Information supplied:
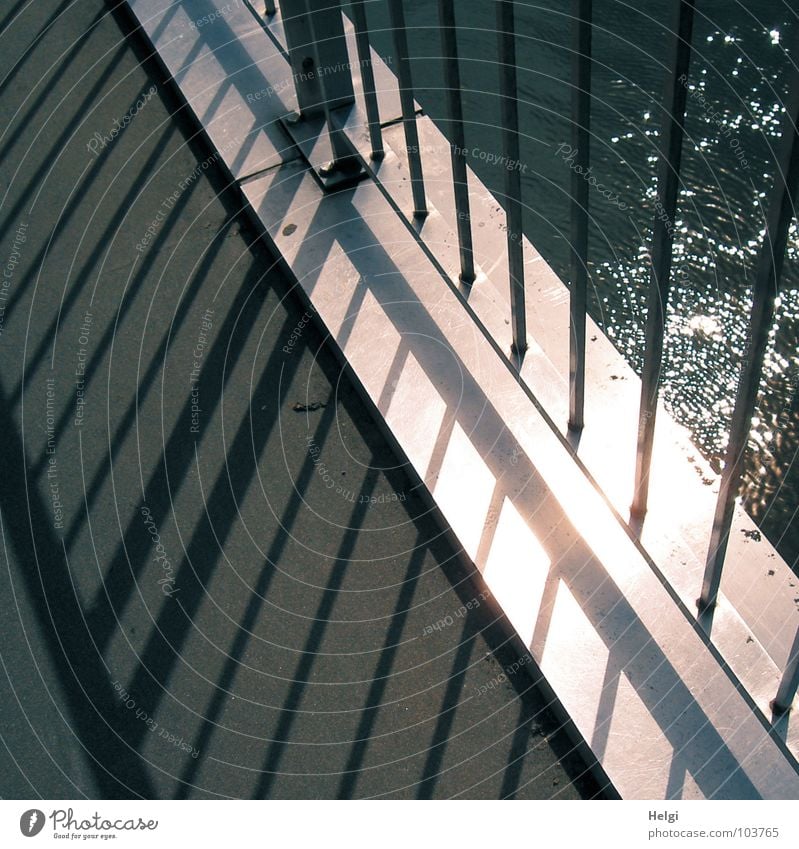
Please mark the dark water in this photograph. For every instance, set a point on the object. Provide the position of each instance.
(738, 75)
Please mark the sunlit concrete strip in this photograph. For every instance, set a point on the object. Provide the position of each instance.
(640, 685)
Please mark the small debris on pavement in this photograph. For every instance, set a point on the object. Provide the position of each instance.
(305, 408)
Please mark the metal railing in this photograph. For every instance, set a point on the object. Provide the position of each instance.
(780, 212)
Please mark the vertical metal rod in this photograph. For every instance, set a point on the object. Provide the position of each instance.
(767, 277)
(508, 95)
(457, 146)
(408, 111)
(344, 159)
(580, 157)
(789, 684)
(672, 129)
(368, 77)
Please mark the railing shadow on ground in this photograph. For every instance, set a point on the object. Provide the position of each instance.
(573, 564)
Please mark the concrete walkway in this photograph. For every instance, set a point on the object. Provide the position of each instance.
(216, 582)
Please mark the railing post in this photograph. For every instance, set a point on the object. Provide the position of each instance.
(457, 146)
(508, 95)
(581, 139)
(322, 79)
(397, 15)
(767, 276)
(789, 684)
(368, 77)
(320, 67)
(672, 129)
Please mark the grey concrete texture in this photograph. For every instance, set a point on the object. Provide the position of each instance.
(216, 579)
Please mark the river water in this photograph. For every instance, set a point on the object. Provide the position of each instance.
(739, 71)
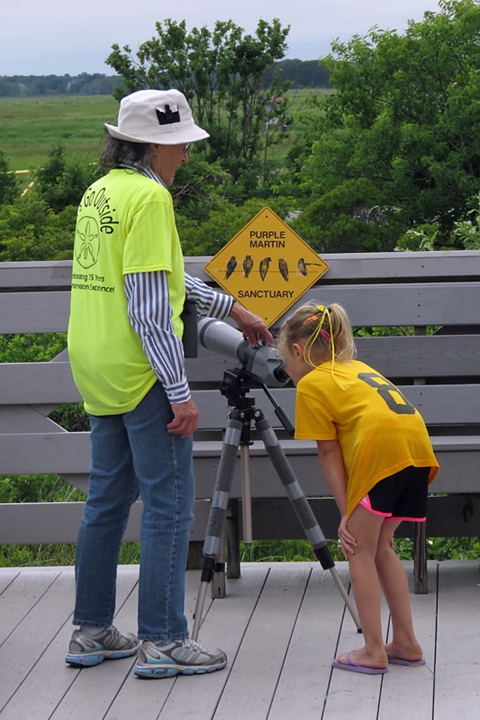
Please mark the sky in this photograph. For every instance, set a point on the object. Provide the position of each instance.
(59, 37)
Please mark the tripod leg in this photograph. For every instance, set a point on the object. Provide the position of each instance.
(301, 505)
(216, 516)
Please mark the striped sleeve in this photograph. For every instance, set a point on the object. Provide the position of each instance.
(209, 302)
(150, 314)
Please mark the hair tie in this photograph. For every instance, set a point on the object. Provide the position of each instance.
(307, 351)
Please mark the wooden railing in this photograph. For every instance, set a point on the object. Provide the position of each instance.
(439, 373)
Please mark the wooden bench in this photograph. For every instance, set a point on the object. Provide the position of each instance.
(439, 372)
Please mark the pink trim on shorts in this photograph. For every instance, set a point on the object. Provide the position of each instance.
(392, 519)
(368, 506)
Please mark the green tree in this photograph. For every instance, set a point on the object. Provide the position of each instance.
(8, 182)
(30, 230)
(405, 117)
(221, 73)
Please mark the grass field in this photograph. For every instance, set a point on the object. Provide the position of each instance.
(29, 127)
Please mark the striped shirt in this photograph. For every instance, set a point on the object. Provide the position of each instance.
(150, 314)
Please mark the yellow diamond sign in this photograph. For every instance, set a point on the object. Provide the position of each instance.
(266, 267)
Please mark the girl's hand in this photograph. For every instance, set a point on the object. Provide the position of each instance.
(347, 541)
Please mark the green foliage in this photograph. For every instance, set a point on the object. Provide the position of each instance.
(61, 183)
(8, 182)
(30, 230)
(72, 417)
(346, 219)
(30, 347)
(222, 75)
(405, 118)
(224, 221)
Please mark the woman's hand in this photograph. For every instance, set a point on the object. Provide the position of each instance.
(347, 541)
(185, 418)
(252, 326)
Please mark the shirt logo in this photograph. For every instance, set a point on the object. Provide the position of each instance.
(87, 244)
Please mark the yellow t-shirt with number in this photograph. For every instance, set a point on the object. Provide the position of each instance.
(125, 224)
(378, 430)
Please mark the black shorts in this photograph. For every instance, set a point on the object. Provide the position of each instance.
(402, 496)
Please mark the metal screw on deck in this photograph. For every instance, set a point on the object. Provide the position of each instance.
(235, 386)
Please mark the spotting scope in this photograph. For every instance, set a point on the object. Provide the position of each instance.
(262, 362)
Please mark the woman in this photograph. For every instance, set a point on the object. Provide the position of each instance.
(125, 348)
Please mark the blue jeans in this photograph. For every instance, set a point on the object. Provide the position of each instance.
(134, 454)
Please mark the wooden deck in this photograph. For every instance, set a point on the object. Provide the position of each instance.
(281, 625)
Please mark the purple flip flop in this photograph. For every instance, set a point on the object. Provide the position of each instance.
(410, 663)
(354, 667)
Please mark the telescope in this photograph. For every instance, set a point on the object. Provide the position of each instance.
(261, 362)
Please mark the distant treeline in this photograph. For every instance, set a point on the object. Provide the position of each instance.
(302, 73)
(34, 85)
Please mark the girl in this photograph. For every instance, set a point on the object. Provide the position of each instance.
(376, 457)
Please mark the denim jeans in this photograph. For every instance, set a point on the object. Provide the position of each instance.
(134, 454)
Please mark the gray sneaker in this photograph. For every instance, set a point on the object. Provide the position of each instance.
(180, 657)
(86, 650)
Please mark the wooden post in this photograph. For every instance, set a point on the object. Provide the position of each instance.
(419, 533)
(420, 559)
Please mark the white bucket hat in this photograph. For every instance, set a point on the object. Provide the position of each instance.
(161, 117)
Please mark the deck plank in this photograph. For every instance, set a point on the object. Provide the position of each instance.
(352, 694)
(280, 625)
(255, 670)
(146, 698)
(21, 596)
(49, 605)
(457, 673)
(50, 677)
(305, 676)
(416, 704)
(224, 626)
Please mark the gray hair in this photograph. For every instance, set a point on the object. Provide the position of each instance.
(120, 153)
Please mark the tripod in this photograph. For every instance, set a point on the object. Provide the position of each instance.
(235, 386)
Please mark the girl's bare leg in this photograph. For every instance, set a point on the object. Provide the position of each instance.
(366, 527)
(394, 582)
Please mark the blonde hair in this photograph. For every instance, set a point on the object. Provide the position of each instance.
(324, 331)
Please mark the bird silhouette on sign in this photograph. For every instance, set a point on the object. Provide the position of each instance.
(264, 265)
(302, 266)
(247, 265)
(283, 267)
(231, 265)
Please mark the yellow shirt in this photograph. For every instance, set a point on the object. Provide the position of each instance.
(125, 224)
(378, 430)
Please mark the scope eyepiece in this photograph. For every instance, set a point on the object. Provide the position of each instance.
(262, 361)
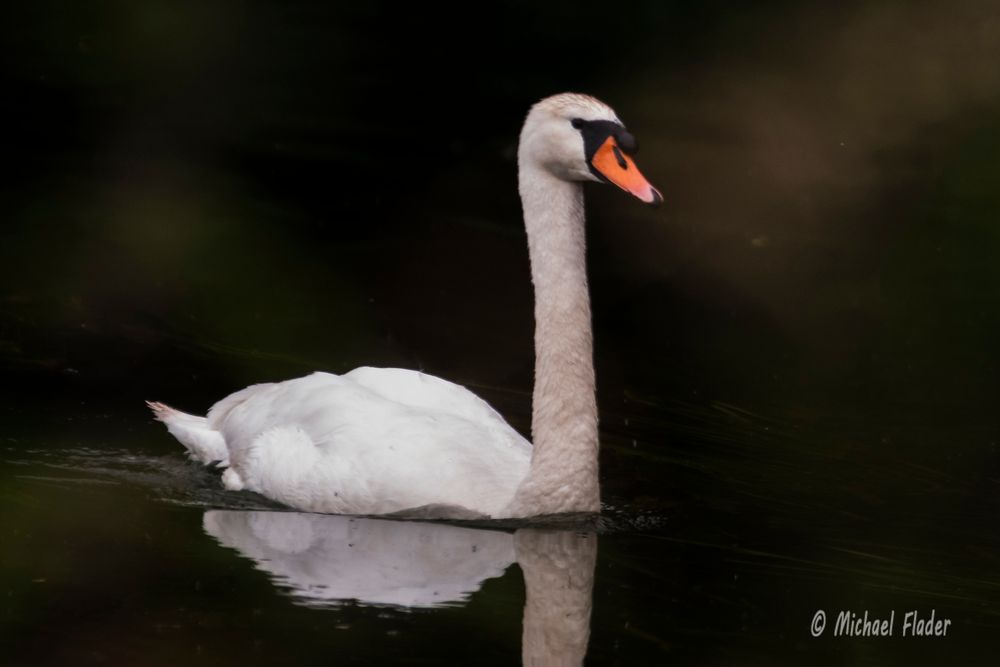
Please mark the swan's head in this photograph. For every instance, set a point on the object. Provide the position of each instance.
(579, 138)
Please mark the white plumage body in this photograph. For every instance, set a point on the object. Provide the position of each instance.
(382, 441)
(372, 441)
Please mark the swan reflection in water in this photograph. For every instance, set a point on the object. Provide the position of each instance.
(326, 560)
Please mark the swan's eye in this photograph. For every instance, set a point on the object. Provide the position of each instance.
(627, 142)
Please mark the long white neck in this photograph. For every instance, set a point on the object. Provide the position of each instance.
(563, 473)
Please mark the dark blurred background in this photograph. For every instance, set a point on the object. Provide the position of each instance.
(209, 194)
(800, 344)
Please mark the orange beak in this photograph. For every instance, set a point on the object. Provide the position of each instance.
(618, 168)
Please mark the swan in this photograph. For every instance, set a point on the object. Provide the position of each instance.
(378, 441)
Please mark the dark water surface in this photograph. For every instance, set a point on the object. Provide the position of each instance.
(796, 355)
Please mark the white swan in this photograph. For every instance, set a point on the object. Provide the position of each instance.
(387, 440)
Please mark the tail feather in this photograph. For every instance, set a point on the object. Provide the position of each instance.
(202, 442)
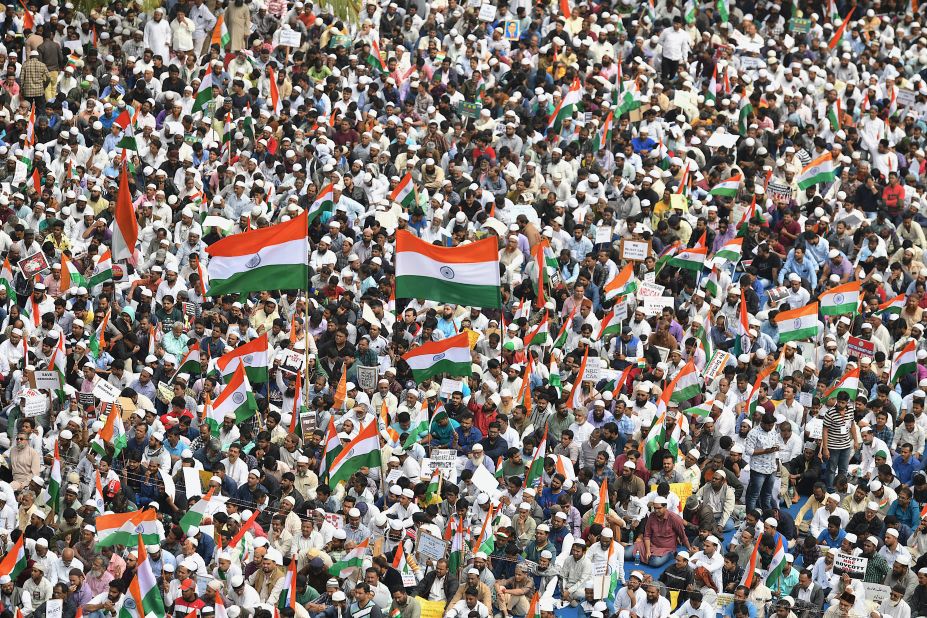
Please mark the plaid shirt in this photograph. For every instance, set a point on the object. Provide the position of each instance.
(33, 76)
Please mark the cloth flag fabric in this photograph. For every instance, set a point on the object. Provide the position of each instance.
(798, 323)
(818, 171)
(404, 193)
(361, 452)
(253, 355)
(195, 515)
(270, 258)
(143, 598)
(127, 529)
(567, 105)
(905, 362)
(125, 226)
(450, 356)
(686, 384)
(467, 274)
(15, 561)
(236, 398)
(731, 251)
(841, 299)
(848, 383)
(622, 284)
(692, 258)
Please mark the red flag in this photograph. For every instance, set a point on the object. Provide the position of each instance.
(835, 41)
(244, 528)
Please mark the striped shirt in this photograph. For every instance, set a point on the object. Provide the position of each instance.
(838, 428)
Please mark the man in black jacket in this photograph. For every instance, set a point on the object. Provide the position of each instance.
(809, 597)
(437, 585)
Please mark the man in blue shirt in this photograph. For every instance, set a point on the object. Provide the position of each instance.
(906, 464)
(466, 435)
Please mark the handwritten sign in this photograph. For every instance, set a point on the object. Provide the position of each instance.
(860, 347)
(854, 566)
(431, 547)
(487, 12)
(635, 250)
(292, 38)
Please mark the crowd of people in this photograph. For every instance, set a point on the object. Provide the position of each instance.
(699, 391)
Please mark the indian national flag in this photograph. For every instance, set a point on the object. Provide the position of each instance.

Set task: Set down exactly what runs from the line with "Please mark the red" to the last line of the data above, including both of those lines and no others.

Response:
Please mark the red flag in this photograph. For every instance, set a point on the object. Provide the position of each instance.
(835, 41)
(244, 528)
Please mark the striped shirt in this photograph. For every instance, set a point on the object. Provide the position of each instance.
(838, 428)
Please mark the man in black jacket in this photograph. For every instance, set a point on the object. Provide the position of each instance.
(809, 597)
(437, 585)
Please mark the man in blue shirt in this photograph. For every instance, set a point on the object. Provide the position of each instance.
(906, 464)
(466, 435)
Please mark the handwritten sign in this photograph. For every instance, set a point on the object. Provide the position of each instance.
(860, 347)
(854, 566)
(431, 547)
(487, 12)
(635, 250)
(292, 38)
Please mark the crowd of people in this photograph. For every instance, set a point on the object. Provide the position of each instance.
(699, 391)
Please mark the indian national flag in this photograph. For every instance, set a point on the object. Provide the position of each instance.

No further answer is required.